SELECTED EXCERPT:
*** Begin section ***

GPT-4 will have (drum roll) 100 trillion neurons, as many as the human brain has synapsis; 500 times larger than its current phenom little brother ChatGPT-3. All indications are that we won’t even be able to test its full potential. There will not be a question you can ask it that it can’t answer better than any human on the planet. Will we create something so intelligent that it will have no use for us?

If you saw the recent headline in the NY Times “A.I. Poses Risk of Extinction, Industry Leaders Warn” you might think so! It says that AI could pose an existential threat to humanity, a risk on par with pandemics and nuclear war. Woah!! Whatcha talkin bout Wilis? I don’t know about you, but only two things scare me, and one is nuclear war. The other is not a smart aleck computer that I can unplug from the wall when I’ve had enough of losing arguments. Before we all go running through the streets like chicken little, it’s important to note that raw computing power does not make something conscious. What makes something conscious is it’s ability to ponder whether something it created is but doesn’t know because it’s not sure what that means to begin with. In other words, a self-aware being perplexed by its own self-awareness is a good proxy for consciousness. We can train a computer to mimic being self-aware but that doesn’t mean it is. By training GPT and other LLM’s on all the available knowledge that humanity has ever extracted and documented, it’ll do some serious dot connecting and be more like us staring back at our reflection in some fun house mirror than some hideously intelligent lifeform that poses an existential threat.

Alas, much further down the article the source of worry is revealed. LLM’s like ChatGPT are raising fears that “AI could be used at scale to spread misinformation or propaganda”. So, the headline grabbing hysteria notwithstanding, what’s worth considering is not AI becoming a sentient being but potentially being misused by one. Like a sword, a beautiful tool…a dangerous weapon.

On the Katz Television insights page you will find a study by the Pew Research foundation confirming that Mass Media, Local TV News in particular, is basically the glue that binds our society. It is the most trusted source of information and, as cited by the Knight Foundation, “local news media are a cornerstone of democracy…and foster a sense of community among their readers and viewers.” In an ambiguous world already replete with misinformation, the concerns over LLM’s making it worse should only stand to turn that “glue” that binds from Elmer’s to Krazy.

*** End section ***

GIVEN ENTRIES:
*** Begin section ***

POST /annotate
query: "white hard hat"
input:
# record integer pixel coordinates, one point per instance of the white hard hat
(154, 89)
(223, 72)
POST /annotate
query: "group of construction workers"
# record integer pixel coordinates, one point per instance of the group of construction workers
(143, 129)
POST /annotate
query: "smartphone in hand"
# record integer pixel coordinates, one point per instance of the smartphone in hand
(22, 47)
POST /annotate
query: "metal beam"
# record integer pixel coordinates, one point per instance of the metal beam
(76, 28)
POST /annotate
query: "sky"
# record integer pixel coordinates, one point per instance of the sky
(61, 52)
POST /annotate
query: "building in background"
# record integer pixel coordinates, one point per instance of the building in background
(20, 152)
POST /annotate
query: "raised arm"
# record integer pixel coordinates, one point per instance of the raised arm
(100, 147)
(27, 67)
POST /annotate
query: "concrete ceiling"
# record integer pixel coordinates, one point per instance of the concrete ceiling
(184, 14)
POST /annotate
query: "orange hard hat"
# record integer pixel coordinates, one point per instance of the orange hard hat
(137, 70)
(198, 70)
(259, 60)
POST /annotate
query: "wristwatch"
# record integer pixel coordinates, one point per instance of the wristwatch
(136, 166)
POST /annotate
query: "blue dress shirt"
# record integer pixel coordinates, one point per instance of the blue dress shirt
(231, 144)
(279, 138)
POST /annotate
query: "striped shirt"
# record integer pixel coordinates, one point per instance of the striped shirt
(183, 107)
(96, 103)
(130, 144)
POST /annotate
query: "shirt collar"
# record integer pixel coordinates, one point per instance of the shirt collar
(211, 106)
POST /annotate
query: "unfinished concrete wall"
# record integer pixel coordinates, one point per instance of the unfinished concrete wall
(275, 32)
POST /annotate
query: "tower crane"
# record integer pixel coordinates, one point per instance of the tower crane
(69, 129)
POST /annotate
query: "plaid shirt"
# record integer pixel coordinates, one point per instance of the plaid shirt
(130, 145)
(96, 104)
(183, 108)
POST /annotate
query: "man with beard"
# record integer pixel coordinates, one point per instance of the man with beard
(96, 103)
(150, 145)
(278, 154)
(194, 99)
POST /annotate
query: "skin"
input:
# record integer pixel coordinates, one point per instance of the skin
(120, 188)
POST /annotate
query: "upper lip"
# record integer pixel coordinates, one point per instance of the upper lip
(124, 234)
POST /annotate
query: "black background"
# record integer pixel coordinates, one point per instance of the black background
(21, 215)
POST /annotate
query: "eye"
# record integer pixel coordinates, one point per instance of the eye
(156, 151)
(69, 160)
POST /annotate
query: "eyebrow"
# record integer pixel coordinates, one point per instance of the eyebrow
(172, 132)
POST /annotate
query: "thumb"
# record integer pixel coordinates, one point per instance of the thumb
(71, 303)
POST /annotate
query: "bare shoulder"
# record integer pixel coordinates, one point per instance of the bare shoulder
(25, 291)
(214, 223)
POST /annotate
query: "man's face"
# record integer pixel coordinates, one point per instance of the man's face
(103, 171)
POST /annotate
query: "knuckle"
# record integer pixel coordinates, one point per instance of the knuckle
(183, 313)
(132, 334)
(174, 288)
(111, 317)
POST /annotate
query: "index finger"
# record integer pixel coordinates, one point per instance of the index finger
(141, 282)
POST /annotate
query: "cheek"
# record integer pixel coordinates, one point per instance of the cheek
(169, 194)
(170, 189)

*** End section ***

WHAT TO PRODUCE:
Condense the paragraph of the passage about AI fears that begins "Alas, much further down" into a short bulleted list that keeps its main points. Work only from the passage about AI fears, with nothing drawn from outside it.

EXPECTED OUTPUT:
- The real source of worry appears much further down the article.
- LLMs like ChatGPT are raising fears that AI could be used at scale to spread misinformation or propaganda.
- Despite the headline hysteria, the concern worth considering is not AI becoming sentient but AI being misused by a sentient being.
- Like a sword, AI is both a beautiful tool and a dangerous weapon.